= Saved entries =
○ ○ ○ ○ ○ ○ ○

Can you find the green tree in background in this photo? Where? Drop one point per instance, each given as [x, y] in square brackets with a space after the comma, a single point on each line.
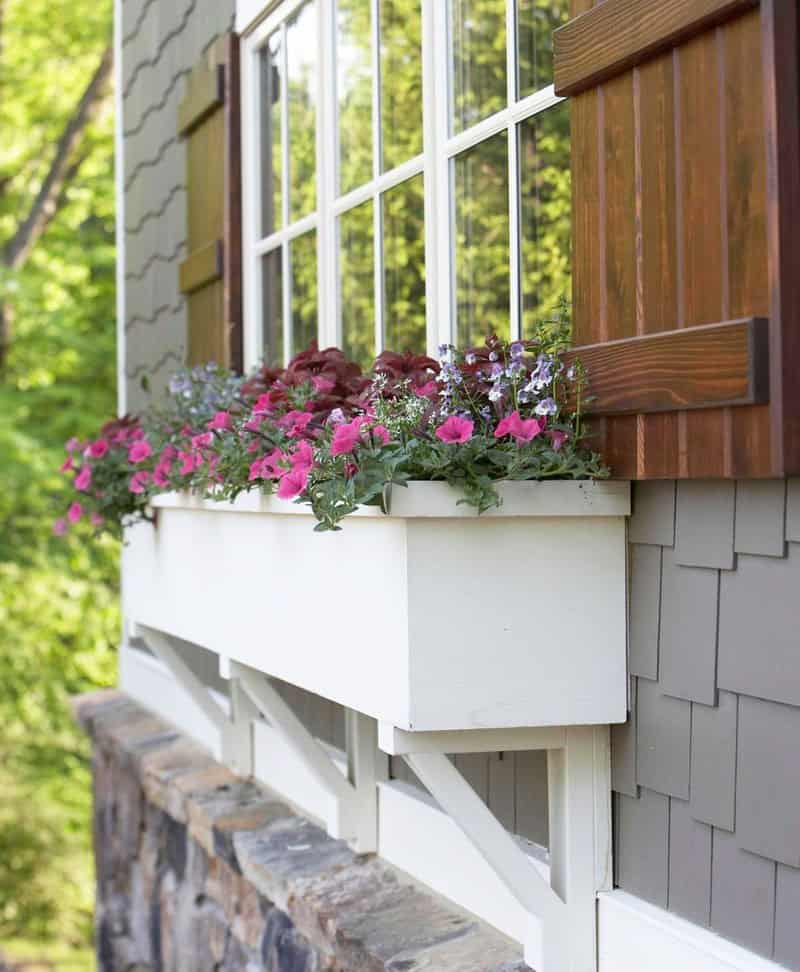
[58, 598]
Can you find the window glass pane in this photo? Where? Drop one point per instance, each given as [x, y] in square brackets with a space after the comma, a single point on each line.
[272, 287]
[482, 241]
[401, 80]
[271, 145]
[404, 266]
[544, 215]
[479, 60]
[301, 56]
[303, 251]
[356, 263]
[536, 21]
[354, 91]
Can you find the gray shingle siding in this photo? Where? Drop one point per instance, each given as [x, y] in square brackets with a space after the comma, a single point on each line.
[711, 747]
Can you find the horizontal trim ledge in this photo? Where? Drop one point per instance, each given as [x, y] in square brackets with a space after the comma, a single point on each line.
[618, 34]
[709, 366]
[202, 267]
[554, 498]
[634, 935]
[205, 92]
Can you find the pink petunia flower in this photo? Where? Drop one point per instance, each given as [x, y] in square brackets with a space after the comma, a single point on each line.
[302, 457]
[523, 430]
[455, 430]
[381, 434]
[139, 451]
[221, 422]
[295, 422]
[293, 483]
[161, 473]
[202, 441]
[264, 403]
[346, 436]
[98, 449]
[84, 479]
[271, 465]
[138, 481]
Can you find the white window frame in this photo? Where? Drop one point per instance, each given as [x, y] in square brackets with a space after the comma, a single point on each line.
[259, 20]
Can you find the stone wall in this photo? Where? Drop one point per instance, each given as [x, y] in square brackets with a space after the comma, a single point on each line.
[198, 871]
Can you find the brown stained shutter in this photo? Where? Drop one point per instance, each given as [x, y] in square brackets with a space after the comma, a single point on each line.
[211, 275]
[686, 226]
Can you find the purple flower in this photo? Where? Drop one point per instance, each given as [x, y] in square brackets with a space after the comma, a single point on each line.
[546, 406]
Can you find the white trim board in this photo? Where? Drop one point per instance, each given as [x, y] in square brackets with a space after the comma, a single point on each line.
[635, 936]
[119, 193]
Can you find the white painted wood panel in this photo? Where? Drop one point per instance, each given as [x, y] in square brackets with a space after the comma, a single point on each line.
[520, 616]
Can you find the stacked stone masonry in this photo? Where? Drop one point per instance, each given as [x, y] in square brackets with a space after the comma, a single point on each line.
[198, 871]
[706, 772]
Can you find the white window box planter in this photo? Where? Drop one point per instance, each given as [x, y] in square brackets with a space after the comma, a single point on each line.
[432, 618]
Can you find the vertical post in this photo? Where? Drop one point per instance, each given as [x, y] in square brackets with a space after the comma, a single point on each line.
[366, 767]
[576, 775]
[237, 737]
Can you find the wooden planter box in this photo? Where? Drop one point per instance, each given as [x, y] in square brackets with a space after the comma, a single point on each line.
[431, 618]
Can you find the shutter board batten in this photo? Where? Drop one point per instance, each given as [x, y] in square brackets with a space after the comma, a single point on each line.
[686, 208]
[210, 276]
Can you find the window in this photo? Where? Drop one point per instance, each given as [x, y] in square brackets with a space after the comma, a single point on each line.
[407, 174]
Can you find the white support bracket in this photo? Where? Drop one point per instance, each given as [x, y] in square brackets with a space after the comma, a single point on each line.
[353, 816]
[235, 727]
[563, 912]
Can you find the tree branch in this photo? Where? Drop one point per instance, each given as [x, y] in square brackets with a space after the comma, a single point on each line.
[45, 205]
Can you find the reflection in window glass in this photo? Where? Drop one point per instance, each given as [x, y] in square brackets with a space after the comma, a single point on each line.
[272, 296]
[401, 80]
[301, 56]
[544, 215]
[482, 241]
[271, 144]
[354, 92]
[479, 60]
[356, 267]
[536, 21]
[404, 267]
[303, 253]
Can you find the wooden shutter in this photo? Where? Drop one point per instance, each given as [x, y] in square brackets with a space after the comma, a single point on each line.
[686, 231]
[210, 276]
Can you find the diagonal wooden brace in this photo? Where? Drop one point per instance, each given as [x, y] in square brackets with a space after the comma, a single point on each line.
[235, 727]
[563, 927]
[354, 815]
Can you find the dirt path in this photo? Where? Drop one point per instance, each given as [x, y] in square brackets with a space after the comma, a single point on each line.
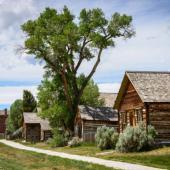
[107, 163]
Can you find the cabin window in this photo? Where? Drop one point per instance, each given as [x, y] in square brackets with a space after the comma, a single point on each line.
[138, 113]
[123, 119]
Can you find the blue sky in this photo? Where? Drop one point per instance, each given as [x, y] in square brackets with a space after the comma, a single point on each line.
[148, 50]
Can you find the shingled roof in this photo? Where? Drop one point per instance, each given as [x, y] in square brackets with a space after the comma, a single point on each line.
[33, 118]
[99, 113]
[150, 86]
[109, 98]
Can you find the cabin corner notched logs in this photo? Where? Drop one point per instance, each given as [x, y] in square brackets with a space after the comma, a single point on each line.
[145, 96]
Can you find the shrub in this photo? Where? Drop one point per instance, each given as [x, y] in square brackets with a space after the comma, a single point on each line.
[59, 138]
[136, 138]
[75, 141]
[106, 138]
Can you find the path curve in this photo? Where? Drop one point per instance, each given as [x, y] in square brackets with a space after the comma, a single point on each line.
[107, 163]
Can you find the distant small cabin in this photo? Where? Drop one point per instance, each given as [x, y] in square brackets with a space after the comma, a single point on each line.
[145, 96]
[3, 118]
[35, 128]
[88, 119]
[109, 99]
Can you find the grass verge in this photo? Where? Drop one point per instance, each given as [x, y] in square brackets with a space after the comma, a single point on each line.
[159, 158]
[14, 159]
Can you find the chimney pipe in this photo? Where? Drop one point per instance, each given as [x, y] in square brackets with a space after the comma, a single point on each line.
[5, 111]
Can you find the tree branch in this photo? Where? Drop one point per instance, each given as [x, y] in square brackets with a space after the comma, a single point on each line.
[90, 74]
[81, 54]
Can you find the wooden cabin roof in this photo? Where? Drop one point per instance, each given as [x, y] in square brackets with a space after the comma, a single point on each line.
[33, 118]
[99, 113]
[109, 98]
[150, 86]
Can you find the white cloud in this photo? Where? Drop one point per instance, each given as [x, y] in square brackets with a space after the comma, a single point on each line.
[10, 94]
[109, 87]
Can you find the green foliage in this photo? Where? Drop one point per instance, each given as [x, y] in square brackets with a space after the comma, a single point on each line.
[14, 120]
[64, 44]
[136, 138]
[91, 93]
[106, 137]
[74, 142]
[59, 138]
[52, 101]
[29, 102]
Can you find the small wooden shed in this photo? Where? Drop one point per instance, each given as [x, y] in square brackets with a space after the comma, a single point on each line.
[3, 118]
[88, 119]
[145, 96]
[35, 128]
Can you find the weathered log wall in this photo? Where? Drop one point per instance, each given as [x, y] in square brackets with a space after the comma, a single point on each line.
[130, 99]
[33, 132]
[131, 108]
[90, 127]
[159, 117]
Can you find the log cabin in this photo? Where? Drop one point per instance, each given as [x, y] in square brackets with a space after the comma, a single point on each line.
[145, 96]
[3, 118]
[35, 128]
[88, 119]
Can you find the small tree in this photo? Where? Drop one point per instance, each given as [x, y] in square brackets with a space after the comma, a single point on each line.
[29, 102]
[136, 138]
[106, 137]
[15, 118]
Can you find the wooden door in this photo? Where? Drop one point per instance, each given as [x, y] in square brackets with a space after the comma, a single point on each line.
[132, 119]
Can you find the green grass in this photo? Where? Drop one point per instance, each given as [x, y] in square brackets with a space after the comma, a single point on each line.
[159, 158]
[14, 159]
[88, 149]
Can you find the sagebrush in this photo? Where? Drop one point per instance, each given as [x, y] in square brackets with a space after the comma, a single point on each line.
[137, 138]
[106, 137]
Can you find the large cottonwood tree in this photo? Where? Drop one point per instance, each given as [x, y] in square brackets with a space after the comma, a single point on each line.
[64, 42]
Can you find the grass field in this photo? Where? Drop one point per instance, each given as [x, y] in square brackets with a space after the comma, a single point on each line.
[14, 159]
[159, 158]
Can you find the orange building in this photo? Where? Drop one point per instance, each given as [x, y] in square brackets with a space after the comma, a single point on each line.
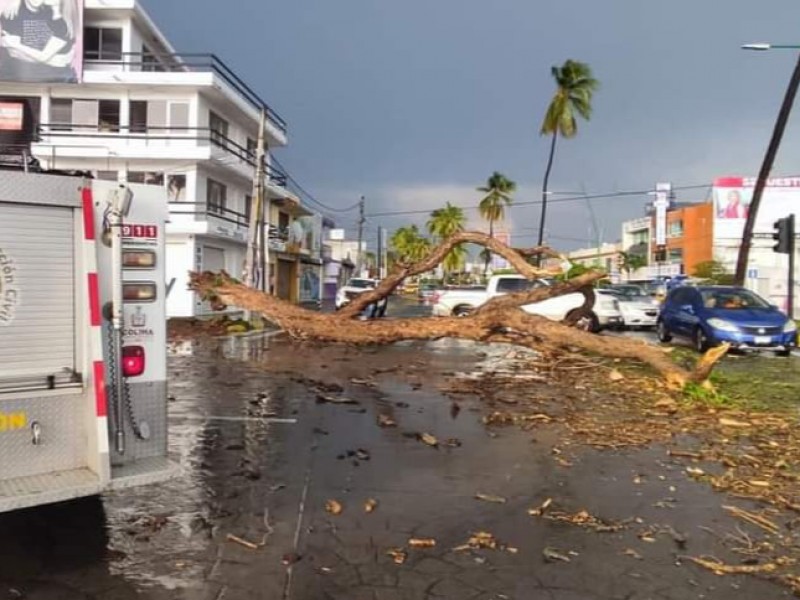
[690, 235]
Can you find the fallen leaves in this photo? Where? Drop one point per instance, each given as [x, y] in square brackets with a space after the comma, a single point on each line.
[333, 507]
[490, 498]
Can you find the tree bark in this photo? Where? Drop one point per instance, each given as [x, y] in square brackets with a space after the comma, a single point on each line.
[499, 319]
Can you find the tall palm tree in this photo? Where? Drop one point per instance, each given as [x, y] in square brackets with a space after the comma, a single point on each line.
[575, 87]
[444, 223]
[498, 190]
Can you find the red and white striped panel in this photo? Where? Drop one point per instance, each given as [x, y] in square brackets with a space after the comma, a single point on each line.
[95, 320]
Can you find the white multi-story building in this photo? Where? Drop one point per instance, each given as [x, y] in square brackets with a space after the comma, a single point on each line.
[143, 113]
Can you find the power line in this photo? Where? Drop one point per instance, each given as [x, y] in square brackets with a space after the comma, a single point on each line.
[550, 201]
[308, 195]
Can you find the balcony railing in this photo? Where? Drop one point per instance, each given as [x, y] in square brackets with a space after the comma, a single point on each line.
[152, 136]
[188, 62]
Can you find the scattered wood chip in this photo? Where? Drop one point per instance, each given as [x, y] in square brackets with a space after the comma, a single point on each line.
[430, 440]
[722, 569]
[327, 399]
[398, 555]
[553, 555]
[386, 421]
[242, 542]
[334, 507]
[490, 498]
[734, 423]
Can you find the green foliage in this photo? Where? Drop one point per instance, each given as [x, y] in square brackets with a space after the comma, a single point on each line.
[575, 87]
[714, 272]
[409, 245]
[696, 394]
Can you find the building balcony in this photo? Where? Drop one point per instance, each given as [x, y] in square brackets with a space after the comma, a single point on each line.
[172, 70]
[62, 141]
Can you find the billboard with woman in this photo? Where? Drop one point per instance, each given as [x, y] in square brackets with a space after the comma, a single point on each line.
[41, 40]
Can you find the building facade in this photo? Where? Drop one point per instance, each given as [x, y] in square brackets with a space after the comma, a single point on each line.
[142, 113]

○ ○ ○ ○ ○ ○ ○

= Exercise details =
All lines from the line containing "Can you find the building balcony" through the last line of the data are to be repeated exactly; no other line belongs in the answer.

= Answer to the problem =
Can you find the building balcony in this photo? Where? Drop one point per instance, each given as [x, y] in square brackets with a space after the comma, a single point on each line.
[172, 70]
[62, 141]
Can you find the billboard with woman in this photo? Where? Drop one point per instance, each given as [x, y] in square brackets with a space after the comma, a single point on each line.
[41, 40]
Can you find the building facade in this photo? Where? Drop one point per instance, each given as [x, y] in square brackets with a space after the comma, a single point on each line.
[142, 113]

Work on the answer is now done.